__EXERCISE REQUIREMENTS__: Your copy should match the listing below word for word, with no images in it.

__DATA FOR THE TASK__:
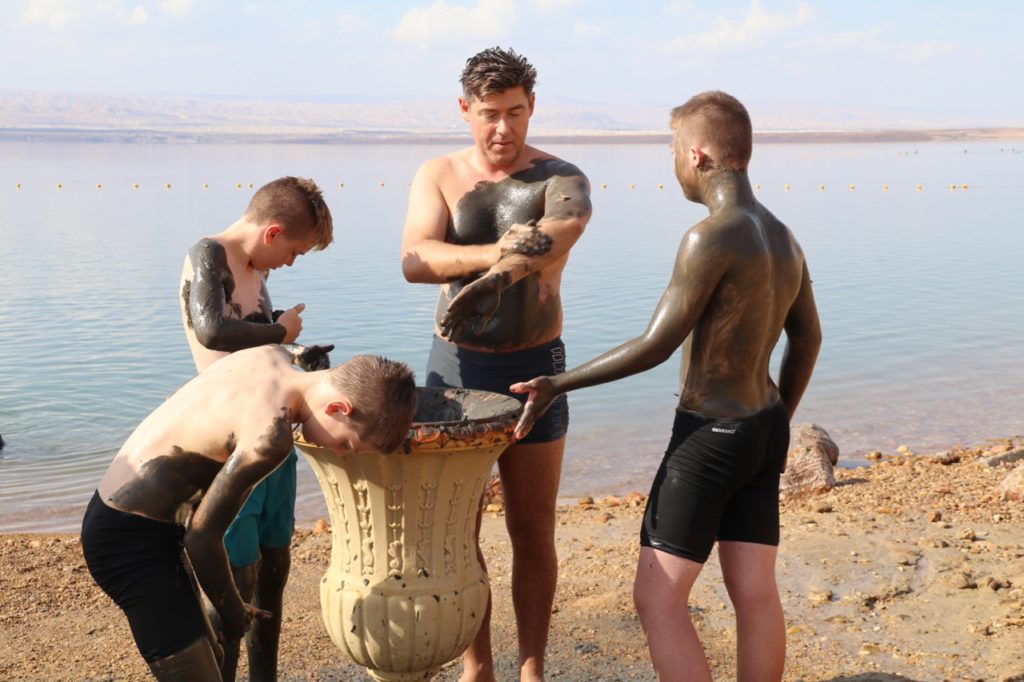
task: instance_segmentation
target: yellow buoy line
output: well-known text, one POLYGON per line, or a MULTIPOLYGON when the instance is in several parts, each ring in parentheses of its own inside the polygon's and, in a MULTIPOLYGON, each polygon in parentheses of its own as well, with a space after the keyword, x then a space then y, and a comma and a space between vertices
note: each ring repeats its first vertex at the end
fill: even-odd
MULTIPOLYGON (((411 183, 408 183, 408 185, 407 185, 407 186, 409 186, 409 185, 411 185, 411 183)), ((97 183, 95 183, 95 187, 96 187, 96 189, 103 189, 104 187, 107 187, 107 186, 108 186, 108 185, 104 185, 104 184, 103 184, 102 182, 97 182, 97 183)), ((378 187, 379 187, 380 189, 384 189, 384 181, 383 181, 383 180, 381 180, 380 182, 378 182, 378 183, 377 183, 377 186, 378 186, 378 187)), ((601 183, 600 185, 598 185, 598 186, 599 186, 599 187, 600 187, 600 188, 601 188, 602 190, 607 190, 607 189, 608 189, 608 188, 610 187, 610 185, 609 185, 609 184, 608 184, 607 182, 602 182, 602 183, 601 183)), ((24 187, 25 187, 25 184, 24 184, 24 183, 22 183, 22 182, 16 182, 16 183, 14 183, 14 188, 15 188, 15 189, 22 189, 22 188, 24 188, 24 187)), ((56 189, 58 189, 58 190, 64 189, 64 183, 63 183, 63 182, 57 182, 57 183, 54 183, 54 187, 55 187, 56 189)), ((131 187, 132 187, 132 189, 141 189, 141 188, 142 188, 142 185, 141 185, 140 183, 138 183, 138 182, 133 182, 133 183, 132 183, 132 185, 131 185, 131 187)), ((164 187, 164 189, 173 189, 174 185, 173 185, 172 183, 170 183, 170 182, 165 182, 165 183, 163 183, 163 187, 164 187)), ((204 190, 206 190, 206 189, 210 189, 210 183, 208 183, 208 182, 204 182, 204 183, 202 183, 202 184, 200 185, 200 187, 201 187, 202 189, 204 189, 204 190)), ((251 182, 249 182, 249 183, 242 183, 242 182, 236 182, 236 183, 235 183, 235 189, 242 189, 243 187, 248 187, 249 189, 252 189, 252 188, 254 187, 254 184, 253 184, 253 183, 251 183, 251 182)), ((642 186, 641 186, 641 185, 639 185, 639 184, 637 184, 637 183, 635 183, 635 182, 631 182, 631 183, 628 183, 628 184, 626 185, 626 187, 627 187, 627 188, 628 188, 629 190, 631 190, 631 191, 635 191, 635 190, 636 190, 636 189, 638 189, 638 188, 642 188, 642 186)), ((891 187, 891 185, 889 185, 888 183, 885 183, 885 184, 883 184, 883 185, 881 186, 881 189, 882 189, 882 191, 883 191, 883 192, 888 192, 888 191, 889 191, 889 188, 890 188, 890 187, 891 187)), ((948 188, 949 190, 951 190, 951 191, 952 191, 952 190, 957 190, 957 189, 960 189, 960 190, 966 190, 966 189, 968 189, 968 188, 970 187, 970 185, 969 185, 968 183, 966 183, 966 182, 960 182, 960 183, 957 183, 957 182, 952 182, 952 183, 950 183, 950 184, 946 185, 946 187, 947 187, 947 188, 948 188)), ((339 189, 345 189, 345 183, 344 183, 344 182, 339 182, 339 183, 338 183, 338 188, 339 188, 339 189)), ((665 189, 665 184, 664 184, 664 183, 661 183, 661 182, 659 182, 659 183, 657 183, 657 184, 655 184, 655 185, 654 185, 654 188, 655 188, 655 189, 657 189, 657 190, 659 190, 659 191, 661 191, 661 190, 664 190, 664 189, 665 189)), ((852 183, 852 182, 851 182, 851 183, 850 183, 850 184, 848 185, 848 188, 849 188, 849 190, 850 190, 851 192, 853 192, 853 191, 855 191, 855 190, 857 189, 857 185, 856 185, 855 183, 852 183)), ((757 183, 757 184, 755 184, 755 185, 754 185, 754 189, 755 189, 755 190, 758 190, 758 191, 760 191, 760 189, 761 189, 761 184, 760 184, 760 183, 757 183)), ((782 185, 782 189, 783 189, 783 190, 785 190, 786 192, 788 192, 788 191, 790 191, 791 189, 794 189, 794 186, 793 186, 793 185, 791 185, 790 183, 788 183, 788 182, 787 182, 787 183, 784 183, 784 184, 782 185)), ((826 189, 827 189, 827 186, 825 185, 825 183, 820 183, 820 184, 818 185, 818 191, 819 191, 819 192, 824 192, 824 191, 825 191, 826 189)), ((914 190, 915 190, 915 191, 918 191, 918 192, 920 192, 920 191, 921 191, 921 190, 923 190, 923 189, 924 189, 924 185, 923 185, 922 183, 915 183, 915 184, 914 184, 914 190)))

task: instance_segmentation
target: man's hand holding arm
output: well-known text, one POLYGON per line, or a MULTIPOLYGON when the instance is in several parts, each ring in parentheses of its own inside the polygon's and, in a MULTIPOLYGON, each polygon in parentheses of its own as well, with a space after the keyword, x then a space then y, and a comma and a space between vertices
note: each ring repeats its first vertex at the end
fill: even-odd
POLYGON ((807 271, 806 262, 800 281, 800 291, 789 309, 784 328, 786 350, 782 355, 782 367, 779 370, 779 394, 782 396, 783 405, 786 406, 786 413, 792 420, 804 390, 811 381, 814 363, 821 348, 821 322, 818 320, 818 308, 814 303, 814 291, 811 288, 811 276, 807 271))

__ANSWER__:
task: instance_segmentation
target: yellow buoy line
output: well-known text, one POLYGON per line, or a MULTIPOLYGON when the instance is in several parts, each ring in parentheses of its own inside the polygon's and, in a MULTIPOLYGON, each polygon in parentheses of its own as well, with a space after the keyword, x then a space then y, and a comma and a space between vertices
note: each ring repeats its first vertex at the end
fill: even-odd
MULTIPOLYGON (((411 183, 408 183, 408 185, 407 185, 407 186, 409 186, 409 185, 411 185, 411 183)), ((97 183, 95 183, 95 187, 96 187, 96 189, 103 189, 104 187, 107 187, 107 186, 108 186, 108 185, 104 185, 104 184, 103 184, 102 182, 97 182, 97 183)), ((378 187, 379 187, 380 189, 384 189, 384 181, 383 181, 383 180, 381 180, 380 182, 378 182, 378 183, 377 183, 377 186, 378 186, 378 187)), ((601 183, 600 185, 598 185, 598 186, 599 186, 599 187, 600 187, 600 188, 601 188, 602 190, 607 190, 607 189, 608 189, 608 188, 610 187, 610 185, 609 185, 609 184, 608 184, 607 182, 602 182, 602 183, 601 183)), ((24 187, 25 187, 25 184, 24 184, 24 183, 22 183, 22 182, 16 182, 16 183, 14 183, 14 188, 15 188, 15 189, 22 189, 22 188, 24 188, 24 187)), ((56 189, 58 189, 58 190, 64 189, 64 183, 63 183, 63 182, 57 182, 57 183, 54 183, 54 187, 55 187, 56 189)), ((131 187, 132 187, 132 189, 141 189, 141 188, 142 188, 142 185, 141 185, 140 183, 138 183, 138 182, 133 182, 133 183, 132 183, 132 185, 131 185, 131 187)), ((164 187, 164 189, 173 189, 174 185, 173 185, 172 183, 170 183, 170 182, 165 182, 165 183, 163 183, 163 187, 164 187)), ((204 190, 206 190, 206 189, 210 189, 210 183, 208 183, 208 182, 204 182, 204 183, 202 183, 202 184, 200 185, 200 187, 201 187, 202 189, 204 189, 204 190)), ((251 182, 249 182, 249 183, 242 183, 242 182, 236 182, 236 183, 235 183, 235 189, 242 189, 243 187, 248 187, 249 189, 252 189, 252 188, 254 187, 254 184, 253 184, 253 183, 251 183, 251 182)), ((642 186, 641 186, 641 185, 639 185, 639 184, 637 184, 637 183, 635 183, 635 182, 631 182, 631 183, 628 183, 628 184, 626 185, 626 187, 627 187, 627 188, 628 188, 629 190, 631 190, 631 191, 635 191, 635 190, 636 190, 636 189, 638 189, 638 188, 642 188, 642 186)), ((891 187, 891 185, 889 185, 888 183, 885 183, 885 184, 883 184, 883 185, 881 186, 881 189, 882 189, 882 191, 883 191, 883 192, 888 192, 888 191, 889 191, 889 188, 890 188, 890 187, 891 187)), ((948 188, 949 190, 951 190, 951 191, 952 191, 952 190, 957 190, 957 189, 960 189, 960 190, 966 190, 966 189, 968 189, 968 188, 970 187, 970 185, 969 185, 968 183, 966 183, 966 182, 960 182, 960 183, 957 183, 957 182, 952 182, 952 183, 950 183, 950 184, 946 185, 946 187, 947 187, 947 188, 948 188)), ((339 189, 345 189, 345 183, 344 183, 344 182, 339 182, 339 183, 338 183, 338 188, 339 188, 339 189)), ((665 189, 665 184, 664 184, 664 183, 661 183, 661 182, 659 182, 659 183, 657 183, 657 184, 655 184, 655 185, 654 185, 654 188, 655 188, 655 189, 657 189, 657 190, 659 190, 659 191, 661 191, 661 190, 664 190, 664 189, 665 189)), ((852 183, 852 182, 851 182, 851 183, 850 183, 850 184, 848 185, 848 188, 849 188, 849 190, 850 190, 851 192, 853 192, 853 191, 855 191, 855 190, 857 189, 857 185, 856 185, 855 183, 852 183)), ((757 183, 757 184, 755 184, 755 185, 754 185, 754 189, 755 189, 755 190, 758 190, 758 191, 760 191, 760 189, 761 189, 761 184, 760 184, 760 183, 757 183)), ((782 185, 782 189, 783 189, 783 190, 785 190, 786 192, 788 192, 788 191, 790 191, 791 189, 794 189, 794 186, 793 186, 793 185, 791 185, 790 183, 788 183, 788 182, 787 182, 787 183, 784 183, 784 184, 782 185)), ((826 189, 827 189, 827 186, 825 185, 825 183, 820 183, 820 184, 818 185, 818 191, 819 191, 819 192, 824 192, 824 191, 825 191, 826 189)), ((914 190, 915 190, 915 191, 918 191, 918 192, 920 192, 920 191, 921 191, 921 190, 923 190, 923 189, 924 189, 924 185, 923 185, 922 183, 915 183, 915 184, 914 184, 914 190)))

task: instance_segmentation
target: man's hand holding arm
output: well-known text, one POLYGON per line, or a MULTIPOLYGON when the instance is in several parts, each ring in parentheses of its own inside the polygon's and, in a MULTIPOLYGON, each polygon in parentheses of its own as well, with a space after the keyword, x then a space then y, and a comma and a space between vertices
note: each ring repeats its first vertex at the end
fill: even-odd
POLYGON ((807 271, 806 262, 800 281, 800 291, 789 309, 784 328, 786 350, 782 355, 782 367, 779 370, 779 394, 782 396, 783 405, 786 406, 786 413, 792 420, 804 390, 811 381, 814 363, 821 348, 821 322, 818 320, 818 308, 814 303, 814 291, 811 288, 811 276, 807 271))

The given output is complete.